- ITEMS
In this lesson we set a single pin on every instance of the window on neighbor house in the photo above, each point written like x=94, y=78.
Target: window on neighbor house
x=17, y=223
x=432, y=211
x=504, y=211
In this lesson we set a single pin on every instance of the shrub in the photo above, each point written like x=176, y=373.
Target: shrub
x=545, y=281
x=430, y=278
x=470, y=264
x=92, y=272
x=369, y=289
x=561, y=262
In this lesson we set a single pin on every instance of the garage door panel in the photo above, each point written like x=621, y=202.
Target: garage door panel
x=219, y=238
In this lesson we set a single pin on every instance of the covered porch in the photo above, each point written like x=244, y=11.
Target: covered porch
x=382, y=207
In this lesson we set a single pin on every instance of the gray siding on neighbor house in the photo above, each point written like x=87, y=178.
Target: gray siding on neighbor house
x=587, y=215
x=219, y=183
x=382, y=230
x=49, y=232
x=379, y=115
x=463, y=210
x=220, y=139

...

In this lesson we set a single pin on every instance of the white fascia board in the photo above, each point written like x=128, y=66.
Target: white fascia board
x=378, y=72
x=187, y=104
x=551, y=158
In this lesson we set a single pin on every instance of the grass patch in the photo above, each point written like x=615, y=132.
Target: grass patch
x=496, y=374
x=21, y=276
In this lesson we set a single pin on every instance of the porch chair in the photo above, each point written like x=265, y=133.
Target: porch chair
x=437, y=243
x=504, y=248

...

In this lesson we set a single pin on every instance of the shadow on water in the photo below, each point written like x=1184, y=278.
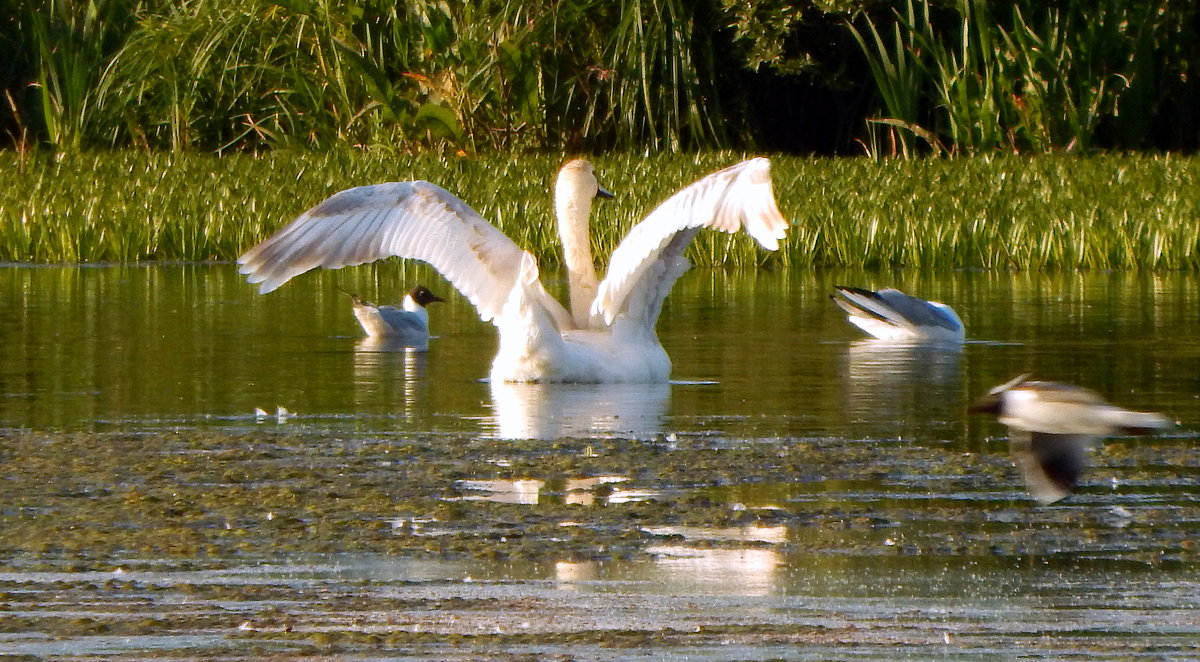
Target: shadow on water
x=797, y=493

- SHORT PROBLEM
Switch "shrub" to "bush" in the part of the entries that opens with the line containing "like x=94, y=78." and closes with the line containing "x=561, y=262". Write out only those lines, leaving everything else unchanged.

- COMPLETE OUTPUT
In this lesson we set a single pin on every instance of the window on neighbor house in the photo above, each point written like x=94, y=78.
Target: window on neighbor house
x=17, y=223
x=432, y=211
x=504, y=211
In this lesson we set a single pin on every instance of the bush in the photo above, each point written like x=176, y=373.
Target: bush
x=545, y=281
x=430, y=278
x=470, y=264
x=92, y=272
x=369, y=289
x=561, y=262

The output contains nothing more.